(Collected data entries)
☆ ☆ ☆ ☆ ☆ ☆ ☆

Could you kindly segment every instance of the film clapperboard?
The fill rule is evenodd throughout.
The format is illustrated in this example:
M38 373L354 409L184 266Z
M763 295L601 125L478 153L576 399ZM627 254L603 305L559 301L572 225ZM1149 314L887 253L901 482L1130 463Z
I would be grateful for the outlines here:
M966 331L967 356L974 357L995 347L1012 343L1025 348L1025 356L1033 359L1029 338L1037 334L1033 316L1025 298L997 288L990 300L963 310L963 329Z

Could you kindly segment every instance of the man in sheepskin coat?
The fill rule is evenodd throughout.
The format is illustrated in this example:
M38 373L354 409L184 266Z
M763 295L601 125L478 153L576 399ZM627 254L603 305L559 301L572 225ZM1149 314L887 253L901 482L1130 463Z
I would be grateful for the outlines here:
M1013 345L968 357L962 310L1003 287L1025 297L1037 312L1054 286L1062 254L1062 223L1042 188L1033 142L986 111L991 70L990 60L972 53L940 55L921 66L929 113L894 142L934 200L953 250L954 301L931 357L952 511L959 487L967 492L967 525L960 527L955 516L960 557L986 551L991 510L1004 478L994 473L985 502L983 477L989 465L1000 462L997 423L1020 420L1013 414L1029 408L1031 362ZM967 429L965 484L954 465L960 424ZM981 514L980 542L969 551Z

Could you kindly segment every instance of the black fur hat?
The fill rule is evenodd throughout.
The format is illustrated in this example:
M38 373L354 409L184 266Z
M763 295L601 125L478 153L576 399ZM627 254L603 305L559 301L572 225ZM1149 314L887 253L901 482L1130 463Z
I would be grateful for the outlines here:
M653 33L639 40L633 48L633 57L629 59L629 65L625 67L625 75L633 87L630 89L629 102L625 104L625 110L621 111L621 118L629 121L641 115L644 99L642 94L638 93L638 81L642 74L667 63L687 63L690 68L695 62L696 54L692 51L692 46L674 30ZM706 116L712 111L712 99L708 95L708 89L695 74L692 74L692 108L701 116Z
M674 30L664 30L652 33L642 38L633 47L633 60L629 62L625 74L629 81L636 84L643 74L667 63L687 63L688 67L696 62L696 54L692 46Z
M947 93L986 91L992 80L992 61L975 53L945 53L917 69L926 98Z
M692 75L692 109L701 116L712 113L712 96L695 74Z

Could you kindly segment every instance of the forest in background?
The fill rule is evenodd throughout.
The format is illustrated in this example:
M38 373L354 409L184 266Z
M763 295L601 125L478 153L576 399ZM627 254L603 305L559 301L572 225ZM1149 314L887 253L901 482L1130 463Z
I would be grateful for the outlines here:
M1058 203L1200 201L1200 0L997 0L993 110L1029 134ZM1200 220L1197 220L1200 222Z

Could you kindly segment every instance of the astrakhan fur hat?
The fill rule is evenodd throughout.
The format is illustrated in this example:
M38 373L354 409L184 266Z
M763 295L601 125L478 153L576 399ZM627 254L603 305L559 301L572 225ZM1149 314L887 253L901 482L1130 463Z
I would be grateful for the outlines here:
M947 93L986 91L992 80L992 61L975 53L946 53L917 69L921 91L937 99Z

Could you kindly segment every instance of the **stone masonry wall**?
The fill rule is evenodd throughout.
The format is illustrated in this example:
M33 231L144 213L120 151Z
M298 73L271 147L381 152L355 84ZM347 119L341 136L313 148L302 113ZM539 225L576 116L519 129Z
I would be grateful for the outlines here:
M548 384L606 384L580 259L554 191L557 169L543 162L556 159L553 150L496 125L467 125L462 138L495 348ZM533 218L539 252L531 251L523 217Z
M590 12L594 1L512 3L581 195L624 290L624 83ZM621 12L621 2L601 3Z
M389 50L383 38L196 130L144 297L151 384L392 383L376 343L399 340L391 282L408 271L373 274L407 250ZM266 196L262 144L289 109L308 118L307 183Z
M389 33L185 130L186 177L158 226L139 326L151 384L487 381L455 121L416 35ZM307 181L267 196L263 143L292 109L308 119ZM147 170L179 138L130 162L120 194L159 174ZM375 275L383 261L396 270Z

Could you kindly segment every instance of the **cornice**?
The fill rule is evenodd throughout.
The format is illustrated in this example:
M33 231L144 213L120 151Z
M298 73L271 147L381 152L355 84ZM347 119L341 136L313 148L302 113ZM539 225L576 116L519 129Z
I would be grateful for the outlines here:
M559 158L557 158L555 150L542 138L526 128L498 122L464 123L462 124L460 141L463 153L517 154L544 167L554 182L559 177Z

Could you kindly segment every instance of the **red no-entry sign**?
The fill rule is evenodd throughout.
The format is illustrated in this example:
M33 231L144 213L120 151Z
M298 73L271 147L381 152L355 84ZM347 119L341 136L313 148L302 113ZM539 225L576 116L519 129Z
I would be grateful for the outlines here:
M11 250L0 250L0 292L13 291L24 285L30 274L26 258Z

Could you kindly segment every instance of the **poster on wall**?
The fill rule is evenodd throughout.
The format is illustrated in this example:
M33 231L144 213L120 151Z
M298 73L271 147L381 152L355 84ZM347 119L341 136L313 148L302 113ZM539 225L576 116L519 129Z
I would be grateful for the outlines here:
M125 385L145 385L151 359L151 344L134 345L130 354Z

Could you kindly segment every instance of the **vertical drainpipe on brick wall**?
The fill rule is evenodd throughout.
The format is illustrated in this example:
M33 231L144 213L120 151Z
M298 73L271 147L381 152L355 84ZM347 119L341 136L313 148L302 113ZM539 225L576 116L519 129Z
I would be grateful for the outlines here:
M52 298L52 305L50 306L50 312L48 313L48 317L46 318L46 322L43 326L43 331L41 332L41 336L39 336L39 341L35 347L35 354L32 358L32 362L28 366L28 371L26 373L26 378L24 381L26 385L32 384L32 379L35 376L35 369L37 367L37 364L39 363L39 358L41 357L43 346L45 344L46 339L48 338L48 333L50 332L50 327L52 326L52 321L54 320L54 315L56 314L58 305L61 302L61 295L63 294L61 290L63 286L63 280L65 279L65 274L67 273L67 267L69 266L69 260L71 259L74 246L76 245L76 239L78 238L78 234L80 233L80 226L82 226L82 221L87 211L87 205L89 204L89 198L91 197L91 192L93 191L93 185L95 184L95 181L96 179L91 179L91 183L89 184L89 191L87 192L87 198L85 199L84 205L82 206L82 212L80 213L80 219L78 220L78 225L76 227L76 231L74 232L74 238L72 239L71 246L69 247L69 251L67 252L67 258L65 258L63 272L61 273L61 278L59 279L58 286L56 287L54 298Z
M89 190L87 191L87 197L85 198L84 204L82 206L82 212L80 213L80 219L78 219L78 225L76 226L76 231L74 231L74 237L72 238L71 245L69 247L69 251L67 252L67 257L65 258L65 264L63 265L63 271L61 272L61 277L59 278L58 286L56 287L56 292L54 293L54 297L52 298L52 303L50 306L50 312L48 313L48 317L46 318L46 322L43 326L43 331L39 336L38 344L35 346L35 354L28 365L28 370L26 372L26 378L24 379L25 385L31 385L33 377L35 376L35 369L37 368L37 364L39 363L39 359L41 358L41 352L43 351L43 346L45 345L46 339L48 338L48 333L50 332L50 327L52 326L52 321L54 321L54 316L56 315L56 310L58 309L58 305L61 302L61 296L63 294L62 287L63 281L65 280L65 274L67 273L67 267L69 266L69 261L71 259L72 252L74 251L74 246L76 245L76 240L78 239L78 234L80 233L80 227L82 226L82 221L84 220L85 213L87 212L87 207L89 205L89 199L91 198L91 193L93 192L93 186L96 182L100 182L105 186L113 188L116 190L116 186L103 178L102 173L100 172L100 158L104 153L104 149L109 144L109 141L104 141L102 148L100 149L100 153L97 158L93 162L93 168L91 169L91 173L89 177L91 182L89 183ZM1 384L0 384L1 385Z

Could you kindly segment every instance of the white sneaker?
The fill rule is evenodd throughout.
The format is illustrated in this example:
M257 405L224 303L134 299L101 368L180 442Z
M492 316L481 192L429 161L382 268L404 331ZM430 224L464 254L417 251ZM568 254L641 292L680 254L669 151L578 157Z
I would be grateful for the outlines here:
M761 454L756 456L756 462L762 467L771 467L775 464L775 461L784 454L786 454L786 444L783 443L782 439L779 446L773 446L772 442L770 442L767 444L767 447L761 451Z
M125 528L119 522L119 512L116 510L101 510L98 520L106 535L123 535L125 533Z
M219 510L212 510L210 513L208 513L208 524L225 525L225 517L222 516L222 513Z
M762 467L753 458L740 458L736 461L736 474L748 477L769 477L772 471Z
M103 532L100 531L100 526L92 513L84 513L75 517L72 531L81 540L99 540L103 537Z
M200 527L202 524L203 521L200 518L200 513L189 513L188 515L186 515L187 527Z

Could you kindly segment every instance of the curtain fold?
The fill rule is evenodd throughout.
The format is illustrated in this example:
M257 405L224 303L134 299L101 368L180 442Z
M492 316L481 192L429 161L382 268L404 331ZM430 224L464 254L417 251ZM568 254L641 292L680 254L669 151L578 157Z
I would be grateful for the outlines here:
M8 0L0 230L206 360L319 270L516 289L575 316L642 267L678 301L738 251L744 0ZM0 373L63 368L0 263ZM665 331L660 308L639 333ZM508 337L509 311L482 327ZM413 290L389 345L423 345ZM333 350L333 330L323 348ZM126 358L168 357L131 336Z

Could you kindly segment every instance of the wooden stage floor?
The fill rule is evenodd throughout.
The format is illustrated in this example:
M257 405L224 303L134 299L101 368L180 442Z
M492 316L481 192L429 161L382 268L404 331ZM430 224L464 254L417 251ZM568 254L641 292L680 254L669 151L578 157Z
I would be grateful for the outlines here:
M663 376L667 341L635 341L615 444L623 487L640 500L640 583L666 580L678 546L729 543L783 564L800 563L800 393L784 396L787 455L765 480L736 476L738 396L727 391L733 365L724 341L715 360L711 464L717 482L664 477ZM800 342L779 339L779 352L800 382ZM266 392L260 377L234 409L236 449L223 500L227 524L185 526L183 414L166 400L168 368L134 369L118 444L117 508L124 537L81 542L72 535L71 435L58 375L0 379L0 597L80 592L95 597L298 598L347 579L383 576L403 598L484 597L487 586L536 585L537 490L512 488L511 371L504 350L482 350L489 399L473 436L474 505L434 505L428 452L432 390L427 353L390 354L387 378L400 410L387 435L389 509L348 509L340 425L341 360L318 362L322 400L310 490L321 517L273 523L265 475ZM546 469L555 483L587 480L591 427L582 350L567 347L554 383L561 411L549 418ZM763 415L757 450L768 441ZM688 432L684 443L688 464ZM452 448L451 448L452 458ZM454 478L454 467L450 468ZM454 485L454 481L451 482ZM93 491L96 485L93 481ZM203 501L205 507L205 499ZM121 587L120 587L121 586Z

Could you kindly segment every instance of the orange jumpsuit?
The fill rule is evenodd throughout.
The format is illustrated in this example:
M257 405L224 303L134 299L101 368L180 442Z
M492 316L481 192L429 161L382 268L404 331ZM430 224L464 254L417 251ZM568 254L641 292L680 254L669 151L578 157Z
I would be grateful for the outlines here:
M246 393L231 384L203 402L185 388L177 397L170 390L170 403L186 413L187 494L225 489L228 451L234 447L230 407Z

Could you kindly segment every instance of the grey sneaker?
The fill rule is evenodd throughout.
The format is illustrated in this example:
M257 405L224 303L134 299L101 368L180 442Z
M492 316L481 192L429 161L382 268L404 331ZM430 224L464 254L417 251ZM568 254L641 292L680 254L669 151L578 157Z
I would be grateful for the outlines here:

☆ ☆ ☆ ☆ ☆ ☆ ☆

• EXERCISE AIM:
Every line from the one containing "Could you kindly segment every instance of the orange" through the last line of the entries should be output exactly; nothing else belongs in the reply.

• SOLUTION BELOW:
Could you kindly segment every instance of the orange jumpsuit?
The fill rule is evenodd throughout.
The format is illustrated in this example:
M257 405L224 303L134 299L101 368L180 442Z
M492 316L481 192L429 161L382 268L404 331ZM430 224L464 254L417 251ZM568 254L641 292L680 254L669 151L578 157Z
I would be grateful for the outlines here:
M246 393L231 384L203 402L185 388L177 397L170 390L170 403L186 413L187 494L225 489L228 451L234 447L230 407Z

Could you kindly segment every instance of the grey sneaker?
The fill rule is evenodd throughout.
The format is illustrated in this example:
M257 405L224 303L134 299L101 368L180 442Z
M492 316L481 192L429 161L382 268L404 331ZM430 224L464 254L417 251ZM568 254L641 292L680 254L669 151L578 157Z
I would be grateful for the outlines here:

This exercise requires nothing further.